> The task
Scan the records below for the line containing "Target: pink petal" and the line containing "<point>241,26</point>". Copy both, plus every line between, exactly.

● ● ● ●

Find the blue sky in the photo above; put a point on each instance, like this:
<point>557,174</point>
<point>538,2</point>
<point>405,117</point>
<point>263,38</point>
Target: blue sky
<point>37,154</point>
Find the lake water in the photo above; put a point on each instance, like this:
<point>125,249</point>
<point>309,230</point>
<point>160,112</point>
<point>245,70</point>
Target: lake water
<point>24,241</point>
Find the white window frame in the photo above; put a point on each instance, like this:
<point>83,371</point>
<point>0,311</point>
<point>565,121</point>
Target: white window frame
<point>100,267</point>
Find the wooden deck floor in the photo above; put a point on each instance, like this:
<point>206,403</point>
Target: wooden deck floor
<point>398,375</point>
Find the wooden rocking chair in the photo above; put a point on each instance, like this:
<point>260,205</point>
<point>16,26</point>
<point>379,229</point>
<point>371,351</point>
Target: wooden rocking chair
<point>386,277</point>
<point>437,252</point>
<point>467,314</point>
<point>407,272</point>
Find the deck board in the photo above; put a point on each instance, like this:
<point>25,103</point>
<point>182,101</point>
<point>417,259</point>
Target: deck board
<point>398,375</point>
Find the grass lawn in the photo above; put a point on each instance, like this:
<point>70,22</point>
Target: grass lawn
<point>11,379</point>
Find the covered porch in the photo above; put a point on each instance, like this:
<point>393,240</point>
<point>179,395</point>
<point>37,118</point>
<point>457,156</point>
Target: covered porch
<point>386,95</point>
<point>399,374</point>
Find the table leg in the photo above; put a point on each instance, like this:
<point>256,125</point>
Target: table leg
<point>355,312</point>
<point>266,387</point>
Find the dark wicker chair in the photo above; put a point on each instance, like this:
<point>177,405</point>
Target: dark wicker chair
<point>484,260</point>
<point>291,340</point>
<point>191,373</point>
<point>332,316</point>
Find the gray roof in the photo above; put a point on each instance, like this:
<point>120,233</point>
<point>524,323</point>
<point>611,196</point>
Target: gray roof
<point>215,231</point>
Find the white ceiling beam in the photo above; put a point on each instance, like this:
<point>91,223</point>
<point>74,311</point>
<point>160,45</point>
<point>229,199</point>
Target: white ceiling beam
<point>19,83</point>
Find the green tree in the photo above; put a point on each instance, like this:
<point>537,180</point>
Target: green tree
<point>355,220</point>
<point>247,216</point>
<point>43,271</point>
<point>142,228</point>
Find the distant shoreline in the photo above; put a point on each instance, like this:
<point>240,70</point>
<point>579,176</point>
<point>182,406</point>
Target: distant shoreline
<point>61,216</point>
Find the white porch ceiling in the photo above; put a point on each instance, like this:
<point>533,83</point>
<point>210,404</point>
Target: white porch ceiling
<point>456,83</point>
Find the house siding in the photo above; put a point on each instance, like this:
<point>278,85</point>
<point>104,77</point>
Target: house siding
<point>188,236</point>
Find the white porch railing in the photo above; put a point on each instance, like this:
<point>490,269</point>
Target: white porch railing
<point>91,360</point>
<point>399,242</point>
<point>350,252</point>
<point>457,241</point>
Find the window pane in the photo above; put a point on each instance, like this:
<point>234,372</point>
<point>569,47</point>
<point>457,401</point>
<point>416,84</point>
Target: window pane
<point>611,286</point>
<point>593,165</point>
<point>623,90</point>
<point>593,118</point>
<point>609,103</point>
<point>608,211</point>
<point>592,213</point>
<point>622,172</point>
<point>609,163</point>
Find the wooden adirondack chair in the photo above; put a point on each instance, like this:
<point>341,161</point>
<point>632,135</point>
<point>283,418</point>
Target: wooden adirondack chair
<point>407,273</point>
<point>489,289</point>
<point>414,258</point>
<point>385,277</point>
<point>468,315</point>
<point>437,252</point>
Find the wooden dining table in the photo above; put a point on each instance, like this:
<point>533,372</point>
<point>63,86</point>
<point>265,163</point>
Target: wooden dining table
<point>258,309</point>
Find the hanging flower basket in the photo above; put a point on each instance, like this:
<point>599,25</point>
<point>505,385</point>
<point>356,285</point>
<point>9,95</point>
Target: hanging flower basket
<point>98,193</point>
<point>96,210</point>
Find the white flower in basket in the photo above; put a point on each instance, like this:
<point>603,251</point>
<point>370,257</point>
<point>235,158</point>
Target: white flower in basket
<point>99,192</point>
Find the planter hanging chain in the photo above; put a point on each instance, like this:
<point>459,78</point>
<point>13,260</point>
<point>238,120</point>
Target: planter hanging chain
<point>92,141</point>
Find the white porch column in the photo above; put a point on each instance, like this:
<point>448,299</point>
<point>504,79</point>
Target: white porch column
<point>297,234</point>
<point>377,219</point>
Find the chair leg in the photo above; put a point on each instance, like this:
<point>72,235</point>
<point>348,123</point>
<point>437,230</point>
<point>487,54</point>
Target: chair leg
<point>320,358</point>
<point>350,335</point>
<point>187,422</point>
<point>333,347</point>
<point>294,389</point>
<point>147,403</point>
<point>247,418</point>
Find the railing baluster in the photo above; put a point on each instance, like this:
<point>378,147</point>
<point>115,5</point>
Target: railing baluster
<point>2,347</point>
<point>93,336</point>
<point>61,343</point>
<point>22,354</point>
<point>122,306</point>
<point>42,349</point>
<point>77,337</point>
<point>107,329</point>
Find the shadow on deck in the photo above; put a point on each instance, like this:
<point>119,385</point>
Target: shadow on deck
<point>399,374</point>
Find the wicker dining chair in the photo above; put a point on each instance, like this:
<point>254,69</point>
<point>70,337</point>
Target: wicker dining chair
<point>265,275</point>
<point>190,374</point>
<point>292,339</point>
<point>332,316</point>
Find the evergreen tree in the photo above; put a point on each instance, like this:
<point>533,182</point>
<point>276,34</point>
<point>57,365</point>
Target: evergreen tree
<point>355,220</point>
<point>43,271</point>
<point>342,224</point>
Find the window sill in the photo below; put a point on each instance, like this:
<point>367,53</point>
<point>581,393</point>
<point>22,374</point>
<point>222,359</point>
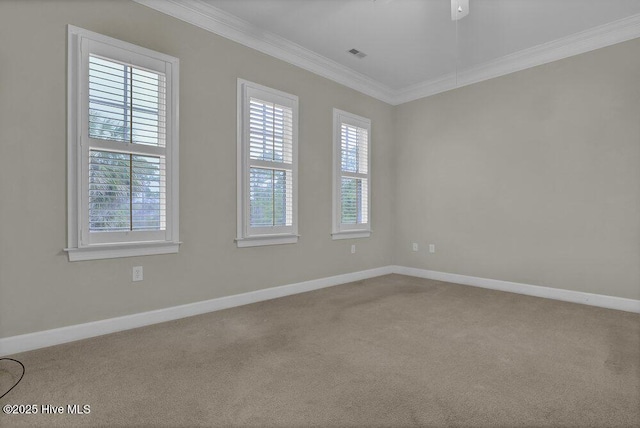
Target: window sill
<point>257,241</point>
<point>351,234</point>
<point>113,251</point>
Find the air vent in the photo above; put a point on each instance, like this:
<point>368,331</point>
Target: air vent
<point>356,52</point>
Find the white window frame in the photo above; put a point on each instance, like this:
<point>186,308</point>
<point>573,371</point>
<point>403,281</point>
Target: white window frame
<point>246,235</point>
<point>341,230</point>
<point>81,245</point>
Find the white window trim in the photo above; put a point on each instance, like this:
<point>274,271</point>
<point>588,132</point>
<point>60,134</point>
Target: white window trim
<point>78,249</point>
<point>339,230</point>
<point>244,237</point>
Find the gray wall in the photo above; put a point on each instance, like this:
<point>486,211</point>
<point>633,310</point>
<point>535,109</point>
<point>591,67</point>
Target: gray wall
<point>40,289</point>
<point>533,177</point>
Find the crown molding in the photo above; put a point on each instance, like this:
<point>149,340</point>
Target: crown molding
<point>575,44</point>
<point>224,24</point>
<point>212,19</point>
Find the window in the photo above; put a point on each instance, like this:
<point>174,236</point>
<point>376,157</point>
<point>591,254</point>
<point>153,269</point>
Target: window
<point>122,149</point>
<point>267,166</point>
<point>351,176</point>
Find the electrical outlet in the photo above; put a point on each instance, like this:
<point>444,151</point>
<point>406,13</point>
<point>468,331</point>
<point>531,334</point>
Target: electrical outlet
<point>137,273</point>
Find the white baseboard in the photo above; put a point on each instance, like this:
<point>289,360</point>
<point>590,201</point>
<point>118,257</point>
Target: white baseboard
<point>57,336</point>
<point>609,302</point>
<point>42,339</point>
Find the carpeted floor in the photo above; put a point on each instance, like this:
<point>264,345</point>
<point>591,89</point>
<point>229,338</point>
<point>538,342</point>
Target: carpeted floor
<point>389,351</point>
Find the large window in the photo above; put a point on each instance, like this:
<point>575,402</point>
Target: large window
<point>267,166</point>
<point>351,176</point>
<point>123,149</point>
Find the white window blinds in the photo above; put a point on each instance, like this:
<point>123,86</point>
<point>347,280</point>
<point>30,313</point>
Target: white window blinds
<point>122,127</point>
<point>270,164</point>
<point>267,165</point>
<point>127,189</point>
<point>351,175</point>
<point>354,174</point>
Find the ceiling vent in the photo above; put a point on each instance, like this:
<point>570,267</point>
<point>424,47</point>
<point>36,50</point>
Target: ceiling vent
<point>356,52</point>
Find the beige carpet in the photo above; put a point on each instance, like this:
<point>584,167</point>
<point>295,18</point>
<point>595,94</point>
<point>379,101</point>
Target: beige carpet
<point>390,351</point>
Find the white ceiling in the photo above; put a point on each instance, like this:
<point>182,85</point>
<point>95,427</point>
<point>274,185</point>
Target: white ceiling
<point>413,47</point>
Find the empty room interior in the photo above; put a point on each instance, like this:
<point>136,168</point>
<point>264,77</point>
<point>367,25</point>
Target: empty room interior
<point>289,213</point>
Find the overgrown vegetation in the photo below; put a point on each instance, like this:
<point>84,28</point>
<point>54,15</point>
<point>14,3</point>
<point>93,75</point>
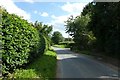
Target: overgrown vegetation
<point>57,37</point>
<point>97,28</point>
<point>42,68</point>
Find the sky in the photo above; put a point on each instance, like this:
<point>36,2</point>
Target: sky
<point>51,12</point>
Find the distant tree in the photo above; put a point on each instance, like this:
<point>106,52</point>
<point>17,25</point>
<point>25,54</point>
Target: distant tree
<point>57,37</point>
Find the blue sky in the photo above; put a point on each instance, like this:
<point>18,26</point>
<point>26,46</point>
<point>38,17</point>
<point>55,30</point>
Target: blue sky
<point>51,13</point>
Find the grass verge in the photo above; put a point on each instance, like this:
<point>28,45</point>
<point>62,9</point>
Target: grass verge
<point>42,68</point>
<point>61,46</point>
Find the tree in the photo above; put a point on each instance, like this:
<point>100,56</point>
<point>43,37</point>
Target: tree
<point>77,28</point>
<point>57,37</point>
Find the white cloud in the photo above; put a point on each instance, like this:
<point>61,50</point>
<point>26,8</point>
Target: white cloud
<point>58,21</point>
<point>44,14</point>
<point>30,1</point>
<point>35,12</point>
<point>12,8</point>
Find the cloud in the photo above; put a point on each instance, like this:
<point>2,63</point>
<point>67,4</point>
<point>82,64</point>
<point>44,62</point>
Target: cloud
<point>58,22</point>
<point>44,14</point>
<point>73,7</point>
<point>12,8</point>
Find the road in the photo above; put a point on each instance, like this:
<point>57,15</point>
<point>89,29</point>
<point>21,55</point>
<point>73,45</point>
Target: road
<point>73,65</point>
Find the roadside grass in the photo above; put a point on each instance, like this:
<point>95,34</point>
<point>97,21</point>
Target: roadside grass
<point>42,68</point>
<point>61,46</point>
<point>85,52</point>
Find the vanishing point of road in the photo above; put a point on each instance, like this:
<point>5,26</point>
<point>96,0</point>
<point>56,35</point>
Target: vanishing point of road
<point>73,65</point>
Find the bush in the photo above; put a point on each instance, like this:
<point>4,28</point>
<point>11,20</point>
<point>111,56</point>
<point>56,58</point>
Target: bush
<point>19,38</point>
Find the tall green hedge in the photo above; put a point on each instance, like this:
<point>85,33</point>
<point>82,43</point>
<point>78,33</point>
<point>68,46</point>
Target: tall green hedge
<point>19,39</point>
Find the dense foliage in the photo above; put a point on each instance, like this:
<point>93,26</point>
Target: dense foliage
<point>22,41</point>
<point>105,24</point>
<point>99,26</point>
<point>57,37</point>
<point>77,28</point>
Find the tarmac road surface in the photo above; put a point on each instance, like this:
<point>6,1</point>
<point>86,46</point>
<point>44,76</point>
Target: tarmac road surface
<point>73,65</point>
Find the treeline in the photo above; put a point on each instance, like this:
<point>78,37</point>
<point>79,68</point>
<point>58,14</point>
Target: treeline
<point>22,41</point>
<point>97,28</point>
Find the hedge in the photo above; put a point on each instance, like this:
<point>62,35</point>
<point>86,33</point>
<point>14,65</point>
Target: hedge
<point>19,39</point>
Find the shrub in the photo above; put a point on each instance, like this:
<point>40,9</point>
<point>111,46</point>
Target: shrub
<point>19,38</point>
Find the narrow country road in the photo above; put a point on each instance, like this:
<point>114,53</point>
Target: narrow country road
<point>72,65</point>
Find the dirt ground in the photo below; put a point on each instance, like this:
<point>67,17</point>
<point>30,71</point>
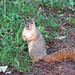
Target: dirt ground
<point>55,68</point>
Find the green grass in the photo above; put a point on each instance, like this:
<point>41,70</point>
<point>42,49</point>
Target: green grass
<point>12,21</point>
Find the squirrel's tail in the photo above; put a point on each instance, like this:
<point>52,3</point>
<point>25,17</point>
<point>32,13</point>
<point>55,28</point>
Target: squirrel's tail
<point>61,55</point>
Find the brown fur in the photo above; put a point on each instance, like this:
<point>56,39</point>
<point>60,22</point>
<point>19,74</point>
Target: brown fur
<point>37,46</point>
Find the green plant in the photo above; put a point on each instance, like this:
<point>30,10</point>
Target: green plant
<point>71,20</point>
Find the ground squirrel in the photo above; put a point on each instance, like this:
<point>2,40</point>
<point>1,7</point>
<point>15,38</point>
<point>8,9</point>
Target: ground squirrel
<point>37,45</point>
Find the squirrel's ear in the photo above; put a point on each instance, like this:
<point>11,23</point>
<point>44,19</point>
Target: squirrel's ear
<point>33,19</point>
<point>26,19</point>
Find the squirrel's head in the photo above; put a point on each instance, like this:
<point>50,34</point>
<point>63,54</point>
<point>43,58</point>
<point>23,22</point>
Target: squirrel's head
<point>29,24</point>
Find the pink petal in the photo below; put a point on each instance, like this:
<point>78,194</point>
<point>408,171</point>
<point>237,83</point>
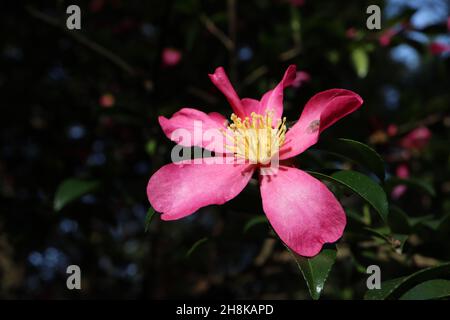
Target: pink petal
<point>320,112</point>
<point>221,81</point>
<point>273,100</point>
<point>251,105</point>
<point>191,127</point>
<point>178,190</point>
<point>302,211</point>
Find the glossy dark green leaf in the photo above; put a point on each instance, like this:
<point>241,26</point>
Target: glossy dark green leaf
<point>72,189</point>
<point>149,217</point>
<point>254,221</point>
<point>432,289</point>
<point>395,288</point>
<point>359,153</point>
<point>399,221</point>
<point>360,60</point>
<point>195,246</point>
<point>315,270</point>
<point>419,185</point>
<point>363,186</point>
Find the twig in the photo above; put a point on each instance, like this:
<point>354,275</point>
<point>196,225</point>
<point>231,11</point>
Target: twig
<point>82,39</point>
<point>215,31</point>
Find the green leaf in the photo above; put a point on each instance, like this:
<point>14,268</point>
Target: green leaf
<point>254,221</point>
<point>315,270</point>
<point>72,189</point>
<point>420,185</point>
<point>195,246</point>
<point>432,289</point>
<point>363,186</point>
<point>395,288</point>
<point>149,218</point>
<point>359,153</point>
<point>360,61</point>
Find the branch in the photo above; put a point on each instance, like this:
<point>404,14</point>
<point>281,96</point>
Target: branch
<point>80,38</point>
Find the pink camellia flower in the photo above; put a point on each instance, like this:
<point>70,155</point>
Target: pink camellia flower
<point>417,139</point>
<point>170,57</point>
<point>300,208</point>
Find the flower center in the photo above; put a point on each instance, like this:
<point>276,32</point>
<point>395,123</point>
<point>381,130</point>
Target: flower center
<point>256,138</point>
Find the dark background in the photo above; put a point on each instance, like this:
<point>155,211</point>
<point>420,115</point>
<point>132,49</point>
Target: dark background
<point>84,104</point>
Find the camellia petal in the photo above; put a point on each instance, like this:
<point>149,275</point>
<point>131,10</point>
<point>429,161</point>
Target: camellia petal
<point>190,127</point>
<point>221,81</point>
<point>178,190</point>
<point>321,111</point>
<point>273,99</point>
<point>302,211</point>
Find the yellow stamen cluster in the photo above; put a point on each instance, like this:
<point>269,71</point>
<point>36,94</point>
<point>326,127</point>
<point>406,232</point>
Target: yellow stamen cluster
<point>255,138</point>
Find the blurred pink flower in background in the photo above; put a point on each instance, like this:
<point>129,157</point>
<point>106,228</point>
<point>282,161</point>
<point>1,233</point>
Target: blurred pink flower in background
<point>297,3</point>
<point>171,57</point>
<point>96,5</point>
<point>392,130</point>
<point>402,172</point>
<point>107,100</point>
<point>386,37</point>
<point>417,139</point>
<point>301,77</point>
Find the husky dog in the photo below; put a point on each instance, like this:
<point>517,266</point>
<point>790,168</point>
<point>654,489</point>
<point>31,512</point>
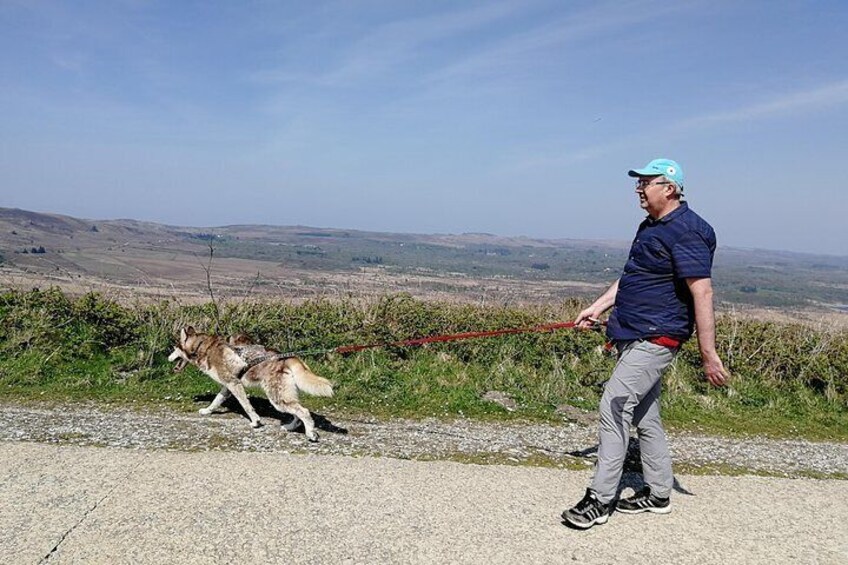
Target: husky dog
<point>280,378</point>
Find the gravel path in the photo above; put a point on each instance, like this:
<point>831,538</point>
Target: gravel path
<point>93,484</point>
<point>569,445</point>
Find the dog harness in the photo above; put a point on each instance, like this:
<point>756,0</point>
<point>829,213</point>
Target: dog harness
<point>255,354</point>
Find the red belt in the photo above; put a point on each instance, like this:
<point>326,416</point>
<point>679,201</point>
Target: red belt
<point>666,341</point>
<point>662,340</point>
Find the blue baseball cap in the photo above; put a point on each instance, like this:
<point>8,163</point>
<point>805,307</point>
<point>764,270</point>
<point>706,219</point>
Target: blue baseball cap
<point>665,167</point>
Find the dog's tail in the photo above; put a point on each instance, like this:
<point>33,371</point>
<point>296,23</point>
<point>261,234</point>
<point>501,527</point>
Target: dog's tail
<point>306,380</point>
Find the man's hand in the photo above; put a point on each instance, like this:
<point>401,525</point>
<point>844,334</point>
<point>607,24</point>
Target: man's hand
<point>715,371</point>
<point>588,318</point>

● ● ● ●

> Completed task
Target: pink petal
<point>320,112</point>
<point>221,81</point>
<point>273,100</point>
<point>251,105</point>
<point>191,127</point>
<point>178,190</point>
<point>302,211</point>
Find the glossy dark green leaf in the photo above; put a point on each instance, like this:
<point>241,26</point>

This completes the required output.